◆ Stated goal: Extract, verbatim, all lines starting at the one containing "label the green leaf, a point per instance." and ending with the final line of the listing, and no others.

Entries from a point annotation set:
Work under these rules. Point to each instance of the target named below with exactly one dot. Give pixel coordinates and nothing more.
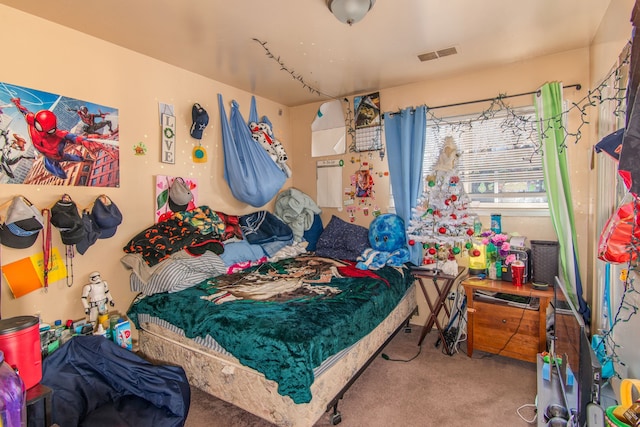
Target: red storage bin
(20, 343)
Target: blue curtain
(405, 134)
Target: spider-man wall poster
(49, 139)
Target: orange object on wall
(614, 245)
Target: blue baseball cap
(200, 121)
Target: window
(498, 164)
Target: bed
(282, 339)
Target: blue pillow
(241, 251)
(313, 233)
(342, 240)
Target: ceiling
(316, 57)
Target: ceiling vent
(437, 54)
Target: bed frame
(224, 377)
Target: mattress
(222, 375)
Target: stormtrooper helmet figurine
(95, 296)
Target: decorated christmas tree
(441, 222)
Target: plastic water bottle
(496, 223)
(13, 405)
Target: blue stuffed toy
(388, 244)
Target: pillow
(241, 251)
(342, 240)
(313, 233)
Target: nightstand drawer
(506, 330)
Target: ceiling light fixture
(350, 11)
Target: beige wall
(89, 69)
(106, 74)
(520, 77)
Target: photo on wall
(368, 129)
(50, 139)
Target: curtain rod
(578, 86)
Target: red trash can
(20, 343)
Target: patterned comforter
(283, 318)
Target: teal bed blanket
(283, 318)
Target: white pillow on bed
(241, 251)
(179, 274)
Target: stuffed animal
(388, 244)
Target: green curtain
(551, 130)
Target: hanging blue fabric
(252, 175)
(405, 134)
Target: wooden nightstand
(503, 329)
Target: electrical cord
(535, 412)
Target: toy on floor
(95, 296)
(388, 244)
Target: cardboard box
(121, 335)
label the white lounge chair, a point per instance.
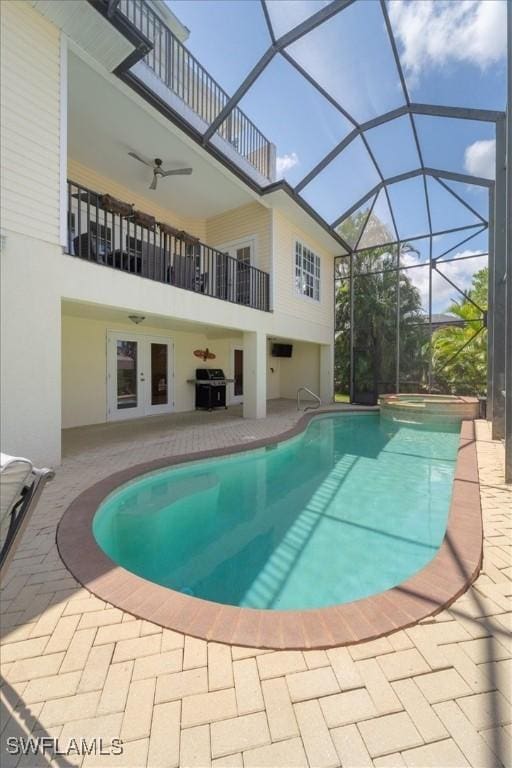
(21, 485)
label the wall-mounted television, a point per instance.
(282, 350)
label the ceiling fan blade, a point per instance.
(177, 172)
(141, 159)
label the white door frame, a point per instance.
(144, 407)
(234, 399)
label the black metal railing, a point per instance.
(100, 230)
(181, 72)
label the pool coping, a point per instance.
(452, 570)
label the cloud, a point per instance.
(285, 163)
(480, 158)
(459, 272)
(438, 32)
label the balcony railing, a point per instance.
(181, 72)
(103, 230)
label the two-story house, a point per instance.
(128, 245)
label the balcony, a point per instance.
(109, 232)
(179, 71)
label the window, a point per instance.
(307, 272)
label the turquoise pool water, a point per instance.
(349, 508)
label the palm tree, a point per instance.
(459, 353)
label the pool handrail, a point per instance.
(313, 395)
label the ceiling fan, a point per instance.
(156, 165)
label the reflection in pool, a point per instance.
(351, 507)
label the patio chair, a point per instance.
(21, 485)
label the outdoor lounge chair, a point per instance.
(21, 485)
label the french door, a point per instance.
(139, 375)
(237, 386)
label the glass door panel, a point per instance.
(139, 375)
(159, 374)
(126, 370)
(239, 373)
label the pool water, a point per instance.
(351, 507)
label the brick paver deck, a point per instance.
(436, 694)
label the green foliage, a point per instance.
(459, 361)
(375, 292)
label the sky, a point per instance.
(452, 53)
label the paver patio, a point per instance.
(437, 694)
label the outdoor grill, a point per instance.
(210, 388)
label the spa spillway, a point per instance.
(423, 408)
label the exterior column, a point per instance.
(326, 373)
(30, 351)
(499, 289)
(255, 375)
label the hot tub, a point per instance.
(423, 408)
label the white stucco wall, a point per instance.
(302, 369)
(30, 413)
(84, 364)
(30, 128)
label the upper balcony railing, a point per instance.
(110, 232)
(181, 72)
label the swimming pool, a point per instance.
(351, 507)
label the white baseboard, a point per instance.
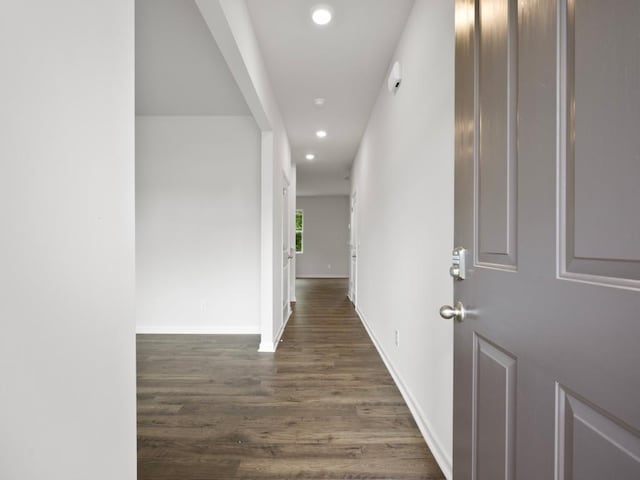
(271, 347)
(444, 461)
(320, 275)
(213, 330)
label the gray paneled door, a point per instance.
(547, 359)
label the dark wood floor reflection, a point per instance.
(322, 407)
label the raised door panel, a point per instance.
(591, 444)
(496, 151)
(599, 53)
(494, 414)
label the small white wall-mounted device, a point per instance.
(395, 78)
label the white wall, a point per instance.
(67, 328)
(325, 237)
(403, 176)
(230, 24)
(198, 224)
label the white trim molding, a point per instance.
(271, 347)
(321, 276)
(438, 451)
(213, 330)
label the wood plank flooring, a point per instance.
(322, 407)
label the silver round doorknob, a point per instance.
(456, 312)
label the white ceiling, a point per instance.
(179, 68)
(345, 62)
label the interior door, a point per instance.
(547, 356)
(353, 251)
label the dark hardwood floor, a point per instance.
(322, 407)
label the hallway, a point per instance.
(323, 406)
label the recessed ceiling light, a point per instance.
(321, 15)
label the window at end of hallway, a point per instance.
(299, 230)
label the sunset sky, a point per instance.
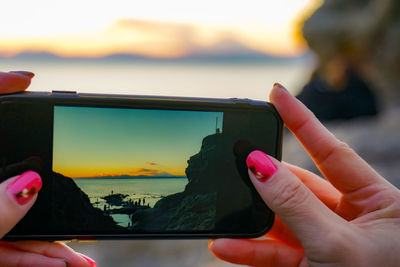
(166, 29)
(93, 142)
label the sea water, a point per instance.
(224, 80)
(149, 189)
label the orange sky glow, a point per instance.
(174, 29)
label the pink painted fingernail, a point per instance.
(92, 262)
(26, 73)
(23, 188)
(261, 165)
(280, 86)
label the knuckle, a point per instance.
(339, 149)
(290, 196)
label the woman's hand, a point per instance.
(17, 195)
(352, 220)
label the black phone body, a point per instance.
(117, 166)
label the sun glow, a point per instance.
(166, 29)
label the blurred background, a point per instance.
(340, 57)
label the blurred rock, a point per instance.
(367, 32)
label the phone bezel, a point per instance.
(149, 102)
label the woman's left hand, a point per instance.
(13, 208)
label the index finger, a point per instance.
(337, 162)
(14, 81)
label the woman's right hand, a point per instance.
(17, 195)
(350, 219)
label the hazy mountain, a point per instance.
(223, 52)
(165, 176)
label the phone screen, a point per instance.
(125, 172)
(137, 166)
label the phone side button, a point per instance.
(63, 92)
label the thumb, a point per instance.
(289, 198)
(17, 196)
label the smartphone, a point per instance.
(118, 166)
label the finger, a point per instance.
(55, 250)
(10, 256)
(17, 196)
(334, 158)
(256, 252)
(14, 81)
(280, 231)
(290, 199)
(323, 190)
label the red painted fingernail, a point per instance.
(26, 73)
(261, 165)
(23, 188)
(92, 262)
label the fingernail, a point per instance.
(26, 73)
(92, 262)
(210, 243)
(23, 188)
(278, 85)
(261, 165)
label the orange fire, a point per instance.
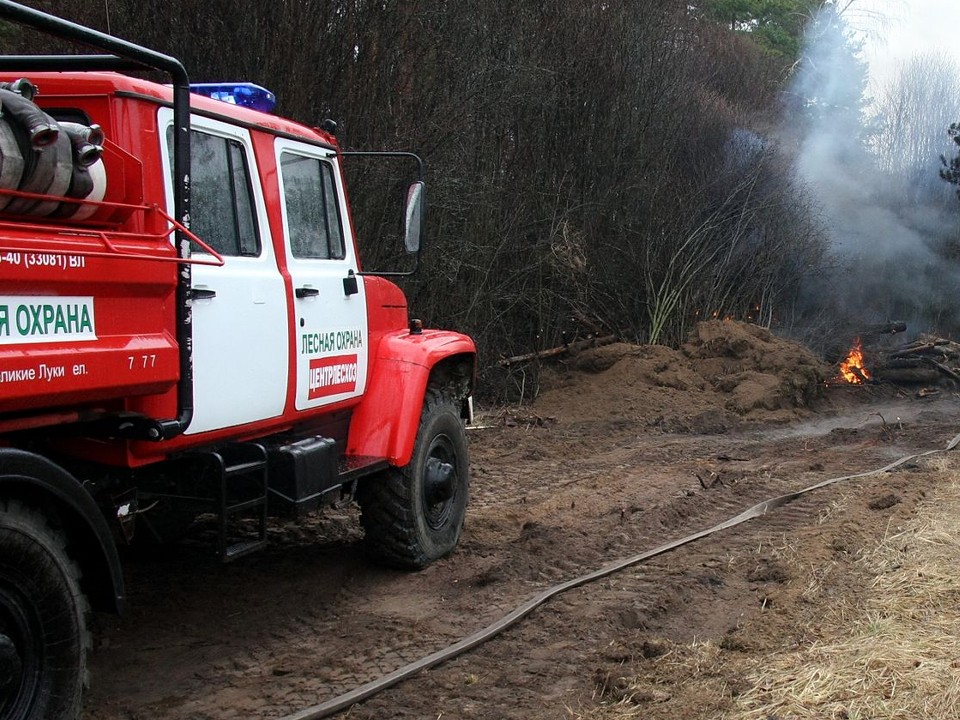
(852, 369)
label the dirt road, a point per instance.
(555, 495)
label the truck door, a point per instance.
(240, 343)
(329, 307)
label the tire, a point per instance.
(43, 637)
(414, 515)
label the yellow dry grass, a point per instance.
(896, 652)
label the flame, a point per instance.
(852, 369)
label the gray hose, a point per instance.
(342, 702)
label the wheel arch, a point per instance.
(386, 422)
(51, 490)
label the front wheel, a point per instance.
(42, 620)
(414, 515)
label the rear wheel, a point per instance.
(414, 515)
(42, 620)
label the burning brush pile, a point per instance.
(928, 360)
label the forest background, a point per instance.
(624, 168)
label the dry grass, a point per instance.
(897, 654)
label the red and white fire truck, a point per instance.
(186, 330)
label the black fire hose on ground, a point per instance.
(366, 691)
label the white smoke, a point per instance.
(871, 161)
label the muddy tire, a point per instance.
(414, 515)
(43, 637)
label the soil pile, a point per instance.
(725, 373)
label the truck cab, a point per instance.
(186, 328)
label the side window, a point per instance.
(313, 215)
(221, 196)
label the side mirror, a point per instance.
(413, 225)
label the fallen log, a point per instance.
(924, 375)
(559, 350)
(944, 369)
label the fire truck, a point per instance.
(186, 331)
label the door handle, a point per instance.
(202, 294)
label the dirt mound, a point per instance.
(726, 372)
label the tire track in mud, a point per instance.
(634, 502)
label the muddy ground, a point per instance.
(626, 448)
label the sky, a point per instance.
(895, 30)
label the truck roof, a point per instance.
(53, 85)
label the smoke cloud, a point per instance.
(871, 162)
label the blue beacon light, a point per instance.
(245, 94)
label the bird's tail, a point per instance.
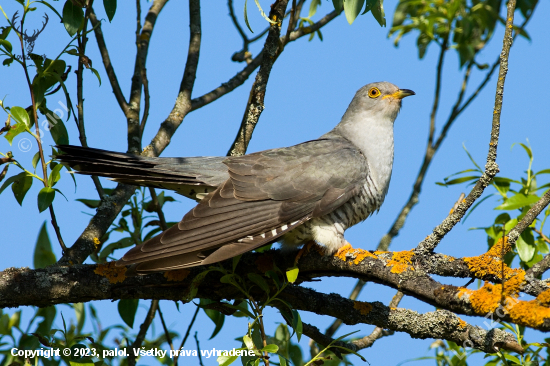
(193, 177)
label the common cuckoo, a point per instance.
(312, 191)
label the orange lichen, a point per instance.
(113, 273)
(177, 275)
(357, 254)
(341, 253)
(490, 263)
(486, 299)
(401, 261)
(490, 297)
(528, 313)
(363, 307)
(544, 298)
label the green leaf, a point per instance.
(45, 198)
(525, 246)
(5, 32)
(110, 8)
(214, 315)
(54, 175)
(6, 44)
(38, 90)
(313, 7)
(297, 324)
(96, 74)
(127, 309)
(73, 16)
(35, 159)
(20, 115)
(259, 280)
(9, 181)
(352, 8)
(517, 201)
(21, 186)
(271, 348)
(292, 274)
(249, 343)
(89, 203)
(14, 131)
(378, 13)
(58, 130)
(80, 314)
(43, 253)
(338, 5)
(226, 360)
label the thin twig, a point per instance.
(38, 141)
(183, 102)
(255, 105)
(353, 296)
(491, 167)
(243, 75)
(544, 237)
(198, 349)
(82, 42)
(166, 331)
(187, 335)
(143, 331)
(143, 40)
(158, 209)
(528, 219)
(109, 69)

◆ The output:
label the green leaf, a point per instance.
(45, 198)
(525, 246)
(5, 32)
(110, 8)
(214, 315)
(54, 175)
(6, 44)
(38, 90)
(313, 7)
(297, 324)
(96, 74)
(127, 309)
(73, 16)
(35, 159)
(20, 115)
(259, 280)
(9, 181)
(352, 8)
(517, 201)
(21, 186)
(271, 348)
(292, 274)
(249, 343)
(89, 203)
(14, 131)
(378, 13)
(58, 130)
(80, 314)
(43, 253)
(338, 5)
(226, 360)
label the thin twig, a point per instance.
(38, 141)
(183, 102)
(255, 105)
(353, 296)
(491, 167)
(243, 75)
(544, 237)
(198, 349)
(82, 42)
(166, 331)
(187, 335)
(143, 331)
(143, 40)
(158, 209)
(528, 219)
(109, 69)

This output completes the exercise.